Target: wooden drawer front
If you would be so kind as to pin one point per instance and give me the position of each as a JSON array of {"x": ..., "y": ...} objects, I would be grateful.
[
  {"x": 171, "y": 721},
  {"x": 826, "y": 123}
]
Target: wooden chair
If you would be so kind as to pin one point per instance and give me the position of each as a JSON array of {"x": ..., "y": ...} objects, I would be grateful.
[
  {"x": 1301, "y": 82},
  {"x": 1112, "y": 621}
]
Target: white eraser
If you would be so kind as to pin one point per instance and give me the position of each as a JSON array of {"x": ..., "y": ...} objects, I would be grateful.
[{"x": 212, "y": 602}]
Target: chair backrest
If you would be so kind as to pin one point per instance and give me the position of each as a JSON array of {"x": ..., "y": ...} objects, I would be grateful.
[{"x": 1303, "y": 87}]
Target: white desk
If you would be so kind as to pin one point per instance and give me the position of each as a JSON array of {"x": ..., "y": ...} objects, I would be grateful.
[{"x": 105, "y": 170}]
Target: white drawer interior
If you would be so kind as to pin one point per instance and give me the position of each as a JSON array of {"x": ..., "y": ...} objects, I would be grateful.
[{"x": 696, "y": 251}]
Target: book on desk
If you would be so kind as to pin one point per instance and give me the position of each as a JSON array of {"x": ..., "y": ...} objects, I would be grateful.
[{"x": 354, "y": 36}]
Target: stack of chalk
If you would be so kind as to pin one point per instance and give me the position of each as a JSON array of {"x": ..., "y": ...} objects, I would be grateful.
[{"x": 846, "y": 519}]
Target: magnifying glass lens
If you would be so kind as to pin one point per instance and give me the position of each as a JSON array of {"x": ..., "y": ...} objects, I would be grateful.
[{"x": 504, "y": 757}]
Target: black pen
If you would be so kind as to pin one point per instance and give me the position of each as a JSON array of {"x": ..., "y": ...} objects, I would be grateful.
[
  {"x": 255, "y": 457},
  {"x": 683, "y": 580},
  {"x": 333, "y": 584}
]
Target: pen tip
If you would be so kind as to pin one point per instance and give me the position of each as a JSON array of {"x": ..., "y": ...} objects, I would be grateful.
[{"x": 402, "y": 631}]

◇ ◇ ◇ ◇ ◇

### Given task
Retype the records above line for line, with no changes at all.

### Result of this exercise
Target: wooden drawer front
If you would be so kind as to pin one point per instance and give me the position of each as a JSON array of {"x": ..., "y": ...} objects, I would be grateful.
[
  {"x": 171, "y": 721},
  {"x": 826, "y": 123}
]
Target: wooden chair
If you would be so kind as to pin one point per instance and give me the position of each as a JSON array of {"x": ..., "y": ...} objects, I would be grateful.
[
  {"x": 1301, "y": 82},
  {"x": 1112, "y": 621}
]
Target: white eraser
If you would be so kind as to pin one point per instance and give me the position of each as a JSON array of {"x": ..., "y": ...} objects, I would be grateful.
[{"x": 212, "y": 602}]
Target: chair backrest
If you would be so kind as to pin one point per instance and give me the position of each as a JSON array of {"x": ..., "y": ...} objects, I would be grateful.
[{"x": 1303, "y": 87}]
Target: white desk
If you would be so kind as to pin one point per instance and give me the position of each as a JSON array of {"x": ..., "y": ...} objects, I would be grateful.
[{"x": 105, "y": 170}]
Target: white drawer interior
If you would be so kind as to pin one point per instance and give me the position of each as a JSON array of {"x": ..., "y": ...} objects, I would be grateful.
[{"x": 696, "y": 251}]
Target: book on desk
If you would be so kind as to pin one point per instance and give me the position of each as a JSON array of {"x": ..., "y": ...} objects, I would be grateful.
[{"x": 354, "y": 36}]
Target: stack of chalk
If you would be so kind as to pin one point per instance and give me the position of each as a JSON array of {"x": ..., "y": ...} objects, I would be grateful.
[{"x": 846, "y": 519}]
Target: magnifying glass lens
If you would be so kind as to pin one point per instance and give me the position of each as a JSON array of {"x": ..., "y": ...} objects, I would be grateful.
[{"x": 504, "y": 757}]
Target: black pen
If you would be so kind as to pin one point per instance and give me the position of each as a JSON array of {"x": ..., "y": ...} objects, I would be grateful.
[
  {"x": 255, "y": 457},
  {"x": 683, "y": 580},
  {"x": 333, "y": 584}
]
Target: pen tip
If you would be so kind as to pin one point per instance and give me the position of each as a JSON array of {"x": ..., "y": ...} objects, I would be grateful.
[{"x": 402, "y": 631}]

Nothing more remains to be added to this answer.